§ **WORK REQUIRED**:
Quote the listing below verbatim, leaving the pictures out of your reply.

§ **DATA ENTRIES**:
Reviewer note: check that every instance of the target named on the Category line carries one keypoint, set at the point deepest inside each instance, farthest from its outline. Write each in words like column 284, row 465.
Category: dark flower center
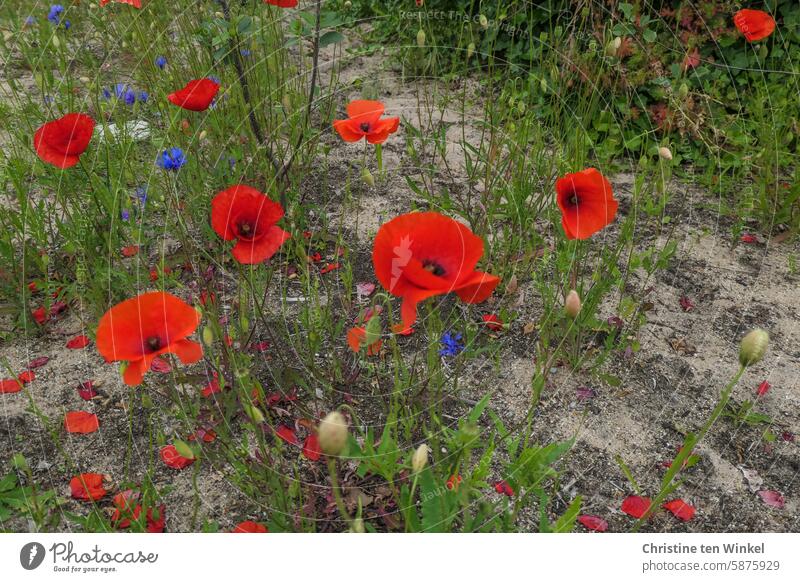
column 433, row 267
column 246, row 229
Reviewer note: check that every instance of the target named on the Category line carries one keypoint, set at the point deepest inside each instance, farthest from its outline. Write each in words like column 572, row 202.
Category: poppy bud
column 183, row 448
column 420, row 458
column 753, row 347
column 254, row 413
column 332, row 434
column 613, row 46
column 572, row 304
column 366, row 176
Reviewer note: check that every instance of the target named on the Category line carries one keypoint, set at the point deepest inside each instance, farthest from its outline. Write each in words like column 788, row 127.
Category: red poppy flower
column 62, row 141
column 81, row 422
column 680, row 509
column 134, row 3
column 173, row 459
column 422, row 254
column 365, row 121
column 593, row 522
column 78, row 342
column 287, row 434
column 311, row 448
column 636, row 506
column 87, row 487
column 586, row 201
column 140, row 329
column 250, row 527
column 10, row 386
column 197, row 95
column 250, row 217
column 754, row 24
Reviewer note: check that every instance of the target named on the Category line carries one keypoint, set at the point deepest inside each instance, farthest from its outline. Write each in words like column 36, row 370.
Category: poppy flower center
column 246, row 229
column 154, row 343
column 433, row 267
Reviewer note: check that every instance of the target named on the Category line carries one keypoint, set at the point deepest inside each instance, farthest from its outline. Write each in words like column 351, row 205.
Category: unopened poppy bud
column 366, row 176
column 572, row 304
column 754, row 346
column 254, row 413
column 420, row 458
column 332, row 434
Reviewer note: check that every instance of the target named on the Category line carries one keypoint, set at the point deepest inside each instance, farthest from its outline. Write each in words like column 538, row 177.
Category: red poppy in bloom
column 586, row 201
column 87, row 487
column 250, row 527
column 10, row 386
column 636, row 506
column 173, row 459
column 680, row 509
column 140, row 329
column 81, row 422
column 422, row 254
column 311, row 448
column 754, row 24
column 593, row 522
column 62, row 141
column 197, row 95
column 26, row 376
column 134, row 3
column 365, row 121
column 504, row 488
column 78, row 342
column 246, row 215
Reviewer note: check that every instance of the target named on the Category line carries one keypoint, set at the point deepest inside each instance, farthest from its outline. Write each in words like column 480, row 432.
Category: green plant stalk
column 689, row 444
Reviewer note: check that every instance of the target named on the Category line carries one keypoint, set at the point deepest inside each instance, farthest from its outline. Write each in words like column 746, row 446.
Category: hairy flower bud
column 420, row 458
column 753, row 347
column 332, row 434
column 572, row 304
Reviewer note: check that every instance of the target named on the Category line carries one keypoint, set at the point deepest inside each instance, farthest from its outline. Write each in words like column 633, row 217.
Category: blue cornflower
column 54, row 16
column 172, row 159
column 141, row 194
column 452, row 344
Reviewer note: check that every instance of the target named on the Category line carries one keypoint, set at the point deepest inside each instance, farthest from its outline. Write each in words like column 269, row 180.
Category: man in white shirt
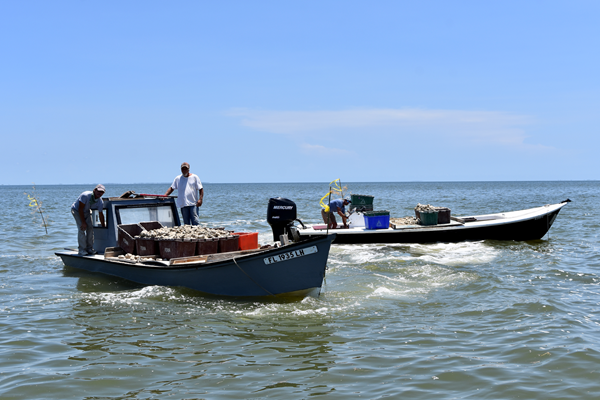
column 190, row 194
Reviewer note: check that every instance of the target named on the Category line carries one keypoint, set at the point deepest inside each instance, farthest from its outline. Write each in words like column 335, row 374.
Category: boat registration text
column 291, row 254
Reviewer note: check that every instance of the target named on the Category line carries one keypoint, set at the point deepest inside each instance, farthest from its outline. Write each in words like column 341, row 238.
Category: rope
column 256, row 283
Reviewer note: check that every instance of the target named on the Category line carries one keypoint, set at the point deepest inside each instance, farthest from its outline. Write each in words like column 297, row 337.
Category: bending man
column 82, row 212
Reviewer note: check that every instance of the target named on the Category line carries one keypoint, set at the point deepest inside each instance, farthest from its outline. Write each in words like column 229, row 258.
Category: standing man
column 82, row 212
column 189, row 194
column 336, row 206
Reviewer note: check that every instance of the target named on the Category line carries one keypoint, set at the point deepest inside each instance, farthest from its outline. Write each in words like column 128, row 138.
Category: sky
column 290, row 91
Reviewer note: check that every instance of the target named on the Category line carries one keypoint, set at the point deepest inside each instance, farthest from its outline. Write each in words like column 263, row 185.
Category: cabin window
column 133, row 215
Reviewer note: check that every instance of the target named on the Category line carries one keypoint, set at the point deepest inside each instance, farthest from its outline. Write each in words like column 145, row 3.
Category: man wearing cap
column 190, row 194
column 82, row 212
column 336, row 206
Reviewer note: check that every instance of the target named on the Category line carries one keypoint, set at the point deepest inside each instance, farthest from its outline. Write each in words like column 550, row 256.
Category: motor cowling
column 281, row 214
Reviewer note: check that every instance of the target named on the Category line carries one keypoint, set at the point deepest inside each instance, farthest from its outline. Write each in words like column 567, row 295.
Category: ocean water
column 476, row 320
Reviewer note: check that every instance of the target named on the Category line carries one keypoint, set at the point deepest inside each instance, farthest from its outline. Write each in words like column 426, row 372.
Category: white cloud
column 483, row 127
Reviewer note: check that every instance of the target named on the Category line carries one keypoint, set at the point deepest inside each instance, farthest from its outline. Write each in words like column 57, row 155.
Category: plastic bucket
column 428, row 217
column 443, row 215
column 126, row 237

§ **RESULT FOR THIS EXERCISE**:
Reviewer note: check that every instance of the target named on the Category line carries one keypoint, set at the point deepest inside each instance, farthest from its outline. Write each in words like column 284, row 465.
Category: dark flower center
column 433, row 267
column 246, row 229
Reviewer note: check that every instance of the target named on the Category line carries one keypoint, set at the point deepest inside each instance, farthest from its outline. Write each in words like column 572, row 202.
Category: poppy bud
column 183, row 448
column 420, row 458
column 753, row 347
column 254, row 413
column 332, row 434
column 613, row 46
column 572, row 304
column 366, row 176
Reviewer note: check that every instance of the target named on the Category line carries one keypoint, set at the point deepest inside each instance, farthest from its outline. Write each in words like column 788, row 127.
Category: red poppy flower
column 62, row 141
column 81, row 422
column 680, row 509
column 134, row 3
column 173, row 459
column 422, row 254
column 365, row 121
column 593, row 522
column 78, row 342
column 287, row 434
column 311, row 448
column 636, row 506
column 87, row 487
column 586, row 201
column 140, row 329
column 250, row 527
column 10, row 386
column 197, row 95
column 250, row 217
column 754, row 24
Reviewer note: check that every instance of the target named on the Category line carries one keypoint, set at the point deepest inside each instance, farthest from its outline. Write each in words like column 36, row 370.
Category: poppy flower center
column 246, row 229
column 154, row 343
column 433, row 267
Reviewer note: check that every instance of the target named on the Category line carries one keypoint, set at the point deepest inside each instance, farthest from its outline. Write each in words like column 351, row 205.
Category: unopened poppy bud
column 366, row 176
column 572, row 304
column 754, row 346
column 254, row 413
column 420, row 458
column 332, row 434
Reviewer note: check that every instance of the target named on the Category line carries one keypoint, set at the point deepest inside each instance, farthest from its outline. Write each in words like column 538, row 177.
Category: red poppy in bloom
column 586, row 201
column 87, row 487
column 250, row 527
column 10, row 386
column 636, row 506
column 173, row 459
column 680, row 509
column 140, row 329
column 81, row 422
column 422, row 254
column 311, row 448
column 754, row 24
column 593, row 522
column 62, row 141
column 197, row 95
column 26, row 376
column 134, row 3
column 365, row 121
column 504, row 488
column 78, row 342
column 246, row 215
Reviewer note: check that every instance of the target named on the Category line carries one keypoint, set at the point deepest inside each instance, farthest from its outline. Write each in words like column 480, row 432.
Category: green plant stalk
column 689, row 444
Reviewer note: check that every instance of the target named on the Category line carries one keypoint, set at the point deepest inside each instance, farthest from its outline. Write each in words like column 746, row 446.
Category: hairy flower bud
column 420, row 458
column 753, row 347
column 332, row 434
column 572, row 304
Reviewer note: check that every instance of the target named on the Category line carries one keypoint, set at the point deepest inside each instance, farthest from its outline. Write each in words like column 633, row 217.
Category: blue cornflower
column 54, row 16
column 172, row 159
column 141, row 194
column 452, row 344
Reviewer note: check that every instance of the target named on the Category line carries one keypoint, set at the point deepest inside each instance, farthest from its outline. Write each in words like column 269, row 180.
Category: man in white shirt
column 190, row 194
Reviewer note: check that every instance of the target named on the Category line carries one keypoint, set at the point deepest inside each instance, farthest from its outline. Write each in words like column 335, row 374.
Category: boat registration text
column 291, row 254
Reviewer note: check that every instance of the target named on the Category line carries one keypoint, set at the point deepest inside each instance, farthest from its outline. Write each in words like column 341, row 238.
Category: rope
column 256, row 283
Reviewer note: check that every instance of the target named on the Category line carries one keypoint, set at the point deepest inside each instance, farthest from its outline. Write each in words like column 297, row 337.
Category: bending man
column 82, row 212
Reviewer note: check that every instance of the target named on the Category line carries one keypoint, set at the point deepest inside each instance, farthest from its outline. Write each in words like column 229, row 258.
Category: standing man
column 82, row 212
column 189, row 194
column 336, row 206
Reviewer note: check that every instance of the target named on the Category line carries one keypoint, set at the point deepest inside each instance, farthest from its outline. Write each in words like column 128, row 138.
Category: sky
column 290, row 91
Reviewer note: check that every instance of the target named on the Category line carries one keypoint, set at the point deepest inside each instance, farthest from its outline. Write each in words like column 263, row 185.
Category: cabin window
column 133, row 215
Reviewer note: check that every instance of the target named on the Category line carries one keypoint, set at the point deepest inside each instance, farthest from its outline. Write each in words like column 145, row 3.
Category: man wearing cap
column 190, row 194
column 82, row 212
column 336, row 206
Reviewer note: check that every instance of the target named on the Category line carries one keypoint, set at the point deepest inside each instance, farthest from its outline. Write each in words like column 550, row 256.
Category: motor cowling
column 281, row 214
Reviewer note: check that every instance of the target named on the Category line carries one keypoint, set at the point deepest inside each instance, farthest from its outline. Write each in words like column 567, row 295.
Category: ocean water
column 476, row 320
Reviewer note: check that every instance of the target named on the Category line carries one keypoint, set at the point deepest inside each instance, farthest from its outline. Write each in words like column 426, row 372.
Category: white cloud
column 483, row 127
Reviewer note: check that every instance of the target named on the Category line carries one keypoint, set at the point deepest inside each instance, farthest from its outline. Write each in words like column 57, row 155.
Category: plastic bucket
column 428, row 217
column 443, row 215
column 126, row 237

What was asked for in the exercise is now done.